- _Information given_:
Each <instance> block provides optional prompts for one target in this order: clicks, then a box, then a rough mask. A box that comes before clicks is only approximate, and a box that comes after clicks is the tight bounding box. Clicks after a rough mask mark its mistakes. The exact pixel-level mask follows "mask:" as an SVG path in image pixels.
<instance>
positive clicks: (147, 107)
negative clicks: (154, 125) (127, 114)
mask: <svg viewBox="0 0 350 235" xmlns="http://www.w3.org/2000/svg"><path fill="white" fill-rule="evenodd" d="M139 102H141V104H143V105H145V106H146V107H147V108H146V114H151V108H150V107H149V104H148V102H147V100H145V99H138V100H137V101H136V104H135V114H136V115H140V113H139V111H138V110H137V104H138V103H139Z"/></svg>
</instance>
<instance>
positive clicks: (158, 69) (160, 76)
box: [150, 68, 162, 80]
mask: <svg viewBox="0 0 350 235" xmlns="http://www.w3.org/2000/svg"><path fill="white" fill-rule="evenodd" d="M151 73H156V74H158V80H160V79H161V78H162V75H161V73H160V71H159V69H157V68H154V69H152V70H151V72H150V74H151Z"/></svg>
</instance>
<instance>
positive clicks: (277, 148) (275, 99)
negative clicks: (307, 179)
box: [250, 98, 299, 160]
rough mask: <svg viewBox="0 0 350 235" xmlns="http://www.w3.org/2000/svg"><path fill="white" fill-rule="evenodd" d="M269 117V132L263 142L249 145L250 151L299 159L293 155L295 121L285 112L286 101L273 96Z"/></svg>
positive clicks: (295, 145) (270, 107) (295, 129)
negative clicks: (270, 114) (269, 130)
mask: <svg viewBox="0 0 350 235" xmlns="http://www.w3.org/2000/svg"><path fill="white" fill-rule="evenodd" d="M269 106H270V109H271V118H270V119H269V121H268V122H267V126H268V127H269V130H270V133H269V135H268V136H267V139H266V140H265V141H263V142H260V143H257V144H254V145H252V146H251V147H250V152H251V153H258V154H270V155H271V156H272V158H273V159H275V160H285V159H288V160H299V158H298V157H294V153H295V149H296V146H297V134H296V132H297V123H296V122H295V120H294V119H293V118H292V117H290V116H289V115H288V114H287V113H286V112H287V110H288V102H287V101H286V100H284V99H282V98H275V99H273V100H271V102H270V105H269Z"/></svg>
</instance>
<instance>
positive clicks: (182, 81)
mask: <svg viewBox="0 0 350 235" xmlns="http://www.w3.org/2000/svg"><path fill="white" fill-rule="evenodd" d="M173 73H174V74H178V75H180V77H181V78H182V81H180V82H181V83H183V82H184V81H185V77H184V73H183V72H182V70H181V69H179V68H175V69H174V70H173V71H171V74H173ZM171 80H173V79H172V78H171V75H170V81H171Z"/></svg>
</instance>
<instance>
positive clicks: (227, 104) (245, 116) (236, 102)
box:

* * *

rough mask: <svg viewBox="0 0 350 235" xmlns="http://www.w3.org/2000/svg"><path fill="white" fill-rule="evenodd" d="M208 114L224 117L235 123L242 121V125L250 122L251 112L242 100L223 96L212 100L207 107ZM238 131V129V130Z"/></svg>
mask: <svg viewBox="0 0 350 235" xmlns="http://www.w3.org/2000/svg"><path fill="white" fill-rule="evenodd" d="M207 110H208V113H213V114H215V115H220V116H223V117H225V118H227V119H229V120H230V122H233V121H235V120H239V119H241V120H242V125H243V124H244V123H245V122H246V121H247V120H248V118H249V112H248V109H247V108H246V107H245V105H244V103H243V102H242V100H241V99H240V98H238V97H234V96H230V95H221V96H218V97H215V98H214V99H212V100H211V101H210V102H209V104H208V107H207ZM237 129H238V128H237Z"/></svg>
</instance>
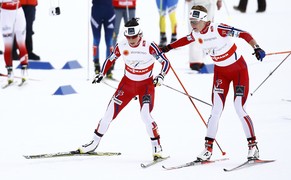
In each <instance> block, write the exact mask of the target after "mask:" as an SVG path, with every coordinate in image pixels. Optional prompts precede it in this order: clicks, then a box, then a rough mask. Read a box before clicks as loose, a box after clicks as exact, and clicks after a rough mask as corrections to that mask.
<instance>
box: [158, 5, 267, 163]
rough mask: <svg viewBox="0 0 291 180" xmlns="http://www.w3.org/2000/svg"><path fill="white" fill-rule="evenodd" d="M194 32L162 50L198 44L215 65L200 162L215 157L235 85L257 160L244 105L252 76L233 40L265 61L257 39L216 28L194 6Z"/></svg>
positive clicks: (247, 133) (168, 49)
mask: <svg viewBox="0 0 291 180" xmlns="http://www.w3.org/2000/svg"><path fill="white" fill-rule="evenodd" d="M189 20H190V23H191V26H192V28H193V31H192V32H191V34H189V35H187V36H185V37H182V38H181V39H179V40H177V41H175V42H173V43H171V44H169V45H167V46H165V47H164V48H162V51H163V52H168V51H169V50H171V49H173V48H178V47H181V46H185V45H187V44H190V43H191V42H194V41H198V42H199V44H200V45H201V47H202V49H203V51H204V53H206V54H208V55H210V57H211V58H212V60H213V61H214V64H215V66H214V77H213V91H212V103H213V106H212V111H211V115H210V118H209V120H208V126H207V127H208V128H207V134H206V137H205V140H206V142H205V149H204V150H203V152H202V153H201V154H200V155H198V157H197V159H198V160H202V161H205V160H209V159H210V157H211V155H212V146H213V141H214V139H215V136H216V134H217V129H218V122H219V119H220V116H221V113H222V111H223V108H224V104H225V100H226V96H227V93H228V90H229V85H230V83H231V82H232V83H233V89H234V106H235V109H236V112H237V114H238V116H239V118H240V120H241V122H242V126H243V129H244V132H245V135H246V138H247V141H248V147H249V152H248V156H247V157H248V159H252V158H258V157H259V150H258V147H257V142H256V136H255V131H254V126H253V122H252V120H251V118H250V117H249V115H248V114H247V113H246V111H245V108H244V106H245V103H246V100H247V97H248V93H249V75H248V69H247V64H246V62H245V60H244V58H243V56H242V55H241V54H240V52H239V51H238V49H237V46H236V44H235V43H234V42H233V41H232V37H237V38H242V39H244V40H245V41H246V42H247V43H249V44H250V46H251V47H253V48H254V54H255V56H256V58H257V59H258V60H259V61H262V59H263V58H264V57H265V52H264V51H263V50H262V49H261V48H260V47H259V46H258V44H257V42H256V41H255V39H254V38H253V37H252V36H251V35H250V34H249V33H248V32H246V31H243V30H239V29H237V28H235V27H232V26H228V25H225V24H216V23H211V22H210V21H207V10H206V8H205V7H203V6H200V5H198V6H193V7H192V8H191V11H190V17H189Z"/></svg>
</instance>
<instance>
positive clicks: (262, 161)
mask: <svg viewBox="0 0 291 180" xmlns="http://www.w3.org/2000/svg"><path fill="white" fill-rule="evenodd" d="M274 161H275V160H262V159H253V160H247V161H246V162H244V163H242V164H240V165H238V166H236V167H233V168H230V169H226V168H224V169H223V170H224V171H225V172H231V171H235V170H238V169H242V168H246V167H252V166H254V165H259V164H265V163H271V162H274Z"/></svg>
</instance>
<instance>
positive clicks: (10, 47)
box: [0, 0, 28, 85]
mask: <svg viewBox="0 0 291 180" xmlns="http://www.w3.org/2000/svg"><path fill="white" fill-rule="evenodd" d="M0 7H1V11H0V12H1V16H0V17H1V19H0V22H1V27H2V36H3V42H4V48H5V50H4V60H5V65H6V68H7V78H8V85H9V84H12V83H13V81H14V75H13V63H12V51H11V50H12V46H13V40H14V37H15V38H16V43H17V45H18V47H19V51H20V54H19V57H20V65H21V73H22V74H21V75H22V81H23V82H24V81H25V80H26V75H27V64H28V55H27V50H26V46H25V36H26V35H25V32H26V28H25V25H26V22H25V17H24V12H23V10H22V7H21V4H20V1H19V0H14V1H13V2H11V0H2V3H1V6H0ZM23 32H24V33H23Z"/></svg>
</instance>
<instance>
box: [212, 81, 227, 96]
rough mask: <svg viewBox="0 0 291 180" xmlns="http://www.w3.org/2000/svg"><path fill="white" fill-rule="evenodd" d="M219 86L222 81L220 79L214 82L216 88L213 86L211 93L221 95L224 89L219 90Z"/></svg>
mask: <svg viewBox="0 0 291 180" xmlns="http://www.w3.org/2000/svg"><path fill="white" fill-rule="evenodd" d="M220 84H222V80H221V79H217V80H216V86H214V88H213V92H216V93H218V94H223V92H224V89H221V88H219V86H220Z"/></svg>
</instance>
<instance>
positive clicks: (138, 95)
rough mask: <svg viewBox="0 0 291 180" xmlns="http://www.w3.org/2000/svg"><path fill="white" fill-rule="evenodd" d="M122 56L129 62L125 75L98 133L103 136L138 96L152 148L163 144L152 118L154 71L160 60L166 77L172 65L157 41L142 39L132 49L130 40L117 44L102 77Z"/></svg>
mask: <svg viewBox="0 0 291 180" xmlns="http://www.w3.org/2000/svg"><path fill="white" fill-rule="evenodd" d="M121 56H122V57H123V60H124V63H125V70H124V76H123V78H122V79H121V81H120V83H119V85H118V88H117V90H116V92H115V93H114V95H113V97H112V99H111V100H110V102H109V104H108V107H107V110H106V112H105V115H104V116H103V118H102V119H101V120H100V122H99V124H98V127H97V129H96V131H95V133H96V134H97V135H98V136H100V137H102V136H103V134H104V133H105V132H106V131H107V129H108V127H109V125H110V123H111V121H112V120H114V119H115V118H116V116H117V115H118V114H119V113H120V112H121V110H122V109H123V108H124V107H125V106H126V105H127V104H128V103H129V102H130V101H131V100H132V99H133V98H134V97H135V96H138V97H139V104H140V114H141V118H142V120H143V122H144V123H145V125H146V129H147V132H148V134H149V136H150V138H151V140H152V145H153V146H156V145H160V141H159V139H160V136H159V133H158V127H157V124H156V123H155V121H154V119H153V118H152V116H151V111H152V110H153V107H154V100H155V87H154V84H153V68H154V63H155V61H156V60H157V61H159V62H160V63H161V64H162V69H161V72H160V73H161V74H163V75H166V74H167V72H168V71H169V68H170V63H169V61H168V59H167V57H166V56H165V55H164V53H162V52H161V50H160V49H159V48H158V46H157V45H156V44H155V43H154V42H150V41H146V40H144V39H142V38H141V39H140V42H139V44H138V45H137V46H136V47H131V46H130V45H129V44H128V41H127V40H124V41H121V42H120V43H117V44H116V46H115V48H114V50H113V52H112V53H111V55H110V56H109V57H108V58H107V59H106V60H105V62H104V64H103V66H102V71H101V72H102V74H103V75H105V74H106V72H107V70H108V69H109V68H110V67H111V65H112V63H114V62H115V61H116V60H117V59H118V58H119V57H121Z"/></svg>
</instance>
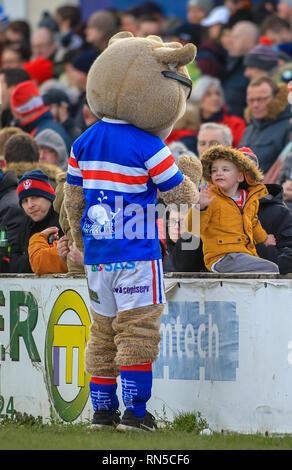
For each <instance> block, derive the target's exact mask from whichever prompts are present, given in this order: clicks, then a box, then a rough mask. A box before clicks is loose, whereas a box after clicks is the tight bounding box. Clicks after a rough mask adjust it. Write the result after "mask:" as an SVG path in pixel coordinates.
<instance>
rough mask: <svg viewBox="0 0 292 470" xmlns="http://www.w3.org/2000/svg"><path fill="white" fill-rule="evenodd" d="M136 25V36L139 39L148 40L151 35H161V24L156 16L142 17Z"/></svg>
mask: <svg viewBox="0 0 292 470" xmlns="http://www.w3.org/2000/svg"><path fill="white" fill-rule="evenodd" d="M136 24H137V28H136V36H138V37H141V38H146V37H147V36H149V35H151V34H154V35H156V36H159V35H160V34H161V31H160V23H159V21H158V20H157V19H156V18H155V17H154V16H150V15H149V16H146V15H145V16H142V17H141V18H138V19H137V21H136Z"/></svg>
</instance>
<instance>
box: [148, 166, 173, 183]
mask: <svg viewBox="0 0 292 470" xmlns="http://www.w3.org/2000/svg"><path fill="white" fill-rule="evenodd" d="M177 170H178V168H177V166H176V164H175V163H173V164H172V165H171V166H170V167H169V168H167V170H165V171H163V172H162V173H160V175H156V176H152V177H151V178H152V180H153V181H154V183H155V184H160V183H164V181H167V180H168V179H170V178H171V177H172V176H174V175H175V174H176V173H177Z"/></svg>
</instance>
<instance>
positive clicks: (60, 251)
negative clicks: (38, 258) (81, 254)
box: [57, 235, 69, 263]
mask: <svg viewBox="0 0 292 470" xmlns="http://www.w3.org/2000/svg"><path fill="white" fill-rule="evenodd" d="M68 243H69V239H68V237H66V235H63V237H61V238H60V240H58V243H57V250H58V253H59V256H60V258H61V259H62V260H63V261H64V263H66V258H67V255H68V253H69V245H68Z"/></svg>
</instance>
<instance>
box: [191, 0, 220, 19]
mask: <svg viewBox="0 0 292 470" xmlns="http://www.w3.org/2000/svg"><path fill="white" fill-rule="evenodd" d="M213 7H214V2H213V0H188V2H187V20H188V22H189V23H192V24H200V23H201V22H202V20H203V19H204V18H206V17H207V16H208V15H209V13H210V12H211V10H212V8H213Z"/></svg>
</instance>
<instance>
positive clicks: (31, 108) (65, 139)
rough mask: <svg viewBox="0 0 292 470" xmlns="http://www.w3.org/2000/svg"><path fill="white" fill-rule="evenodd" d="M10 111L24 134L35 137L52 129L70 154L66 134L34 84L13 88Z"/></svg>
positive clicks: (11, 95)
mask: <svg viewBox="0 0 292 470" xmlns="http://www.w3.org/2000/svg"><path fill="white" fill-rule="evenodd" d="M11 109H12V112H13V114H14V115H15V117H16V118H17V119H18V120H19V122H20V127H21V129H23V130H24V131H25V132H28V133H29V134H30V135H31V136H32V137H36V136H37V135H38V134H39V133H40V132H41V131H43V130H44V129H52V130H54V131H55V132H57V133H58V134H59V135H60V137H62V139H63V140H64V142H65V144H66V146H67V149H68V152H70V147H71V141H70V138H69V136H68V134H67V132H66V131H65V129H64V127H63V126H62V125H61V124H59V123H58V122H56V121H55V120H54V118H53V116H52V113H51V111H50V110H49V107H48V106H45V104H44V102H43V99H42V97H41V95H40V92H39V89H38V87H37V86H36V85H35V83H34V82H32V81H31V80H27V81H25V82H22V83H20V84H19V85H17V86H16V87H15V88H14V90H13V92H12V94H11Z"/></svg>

- _Aim of the exercise_:
Arrange the lines of the data above as a numbered list, from the line containing "Each <instance> block provides" through the line containing "box: [250, 98, 299, 160]", inclusive, and leave out any blank lines.

- _Finished task_:
1. Each <instance> block provides optional prompts for one target in this order: clicks, then a box, then a rough mask. A box that comes before clicks is only approximate, and a box that comes after clicks is the tight bounding box. Clicks after a rough mask mark its mistakes. The exact pixel-level mask follows "mask:" as an SVG path in image pixels.
2. <instance>
3. positive clicks: (147, 107)
4. negative clicks: (154, 125) (127, 114)
5. mask: <svg viewBox="0 0 350 235" xmlns="http://www.w3.org/2000/svg"><path fill="white" fill-rule="evenodd" d="M139 102H141V104H143V105H145V106H146V107H147V108H146V114H151V108H150V107H149V104H148V102H147V100H145V99H138V100H137V101H136V104H135V114H136V115H140V113H139V111H138V110H137V104H138V103H139Z"/></svg>
6. </instance>
7. <instance>
8. positive clicks: (158, 69) (160, 76)
9. box: [150, 68, 162, 80]
10. mask: <svg viewBox="0 0 350 235" xmlns="http://www.w3.org/2000/svg"><path fill="white" fill-rule="evenodd" d="M151 73H156V74H158V80H160V79H161V78H162V75H161V73H160V71H159V69H157V68H154V69H152V70H151V72H150V74H151Z"/></svg>
11. </instance>
12. <instance>
13. positive clicks: (277, 148) (275, 99)
14. negative clicks: (307, 179)
15. box: [250, 98, 299, 160]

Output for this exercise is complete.